▸ **To be done**:
a - Summarize the Family Safety Victoria text in two sentences.
b - From the Family Safety Victoria text, return the passage starting with "Family Safety Victoria will" and going on through "of the recommendations.", word for word.

----- Text excerpt -----

Family Safety Victoria
Family Safety Victoria is a new agency dedicated to delivering family violence reform across the state. The new agency will begin operating on 1 July 2017.
Family Safety Victoria will lead the implementation of new initiatives to tackle family violence, including establishing a central information point that will allow police, courts and government services to track perpetrators and keep victims safe.
The agency was created in response to the recommendations of Australia’s Royal Commission into Family Violence. The Family violence rolling action plan details the steps for implementing all of the recommendations.
The rolling action plan also includes the prevention strategy Free from violence: Victoria’s strategy to prevent family violence and all forms of violence against women. A new dedicated prevention agency will use this strategy to drive long-term family violence prevention.

----- Data lines -----

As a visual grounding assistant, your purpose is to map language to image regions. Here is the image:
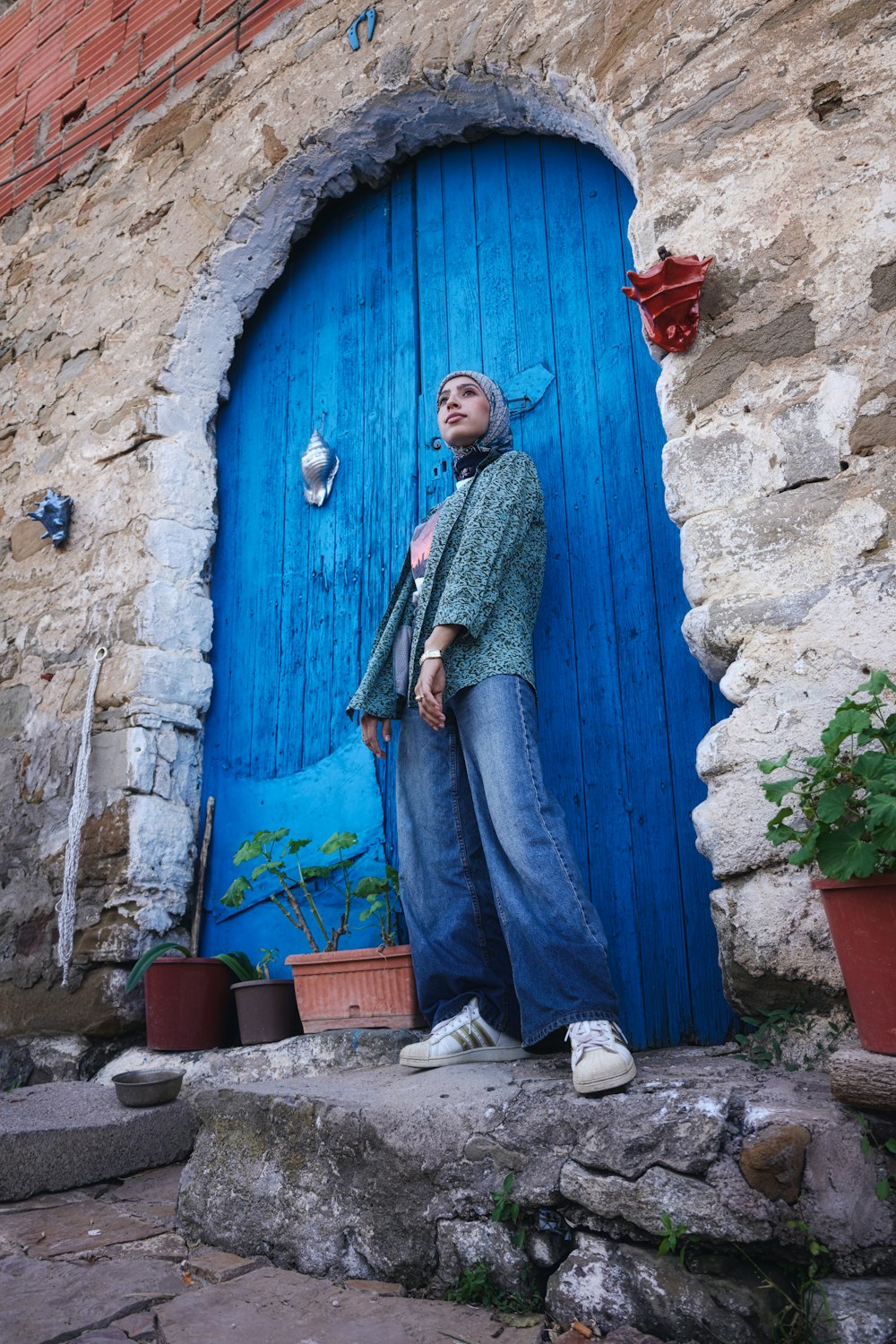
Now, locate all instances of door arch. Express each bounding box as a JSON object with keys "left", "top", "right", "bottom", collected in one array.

-----

▸ **Complete answers**:
a - Family Safety Victoria is a new agency, beginning operation on 1 July 2017, that will deliver family violence reform across the state and lead new initiatives, including a central information point that lets police, courts and government services track perpetrators and keep victims safe. It was created in response to the recommendations of Australia's Royal Commission into Family Violence, which the Family violence rolling action plan sets out to implement, and that plan also includes a prevention strategy that a new dedicated prevention agency will use to drive long-term family violence prevention.

b -
Family Safety Victoria will lead the implementation of new initiatives to tackle family violence, including establishing a central information point that will allow police, courts and government services to track perpetrators and keep victims safe.
The agency was created in response to the recommendations of Australia’s Royal Commission into Family Violence. The Family violence rolling action plan details the steps for implementing all of the recommendations.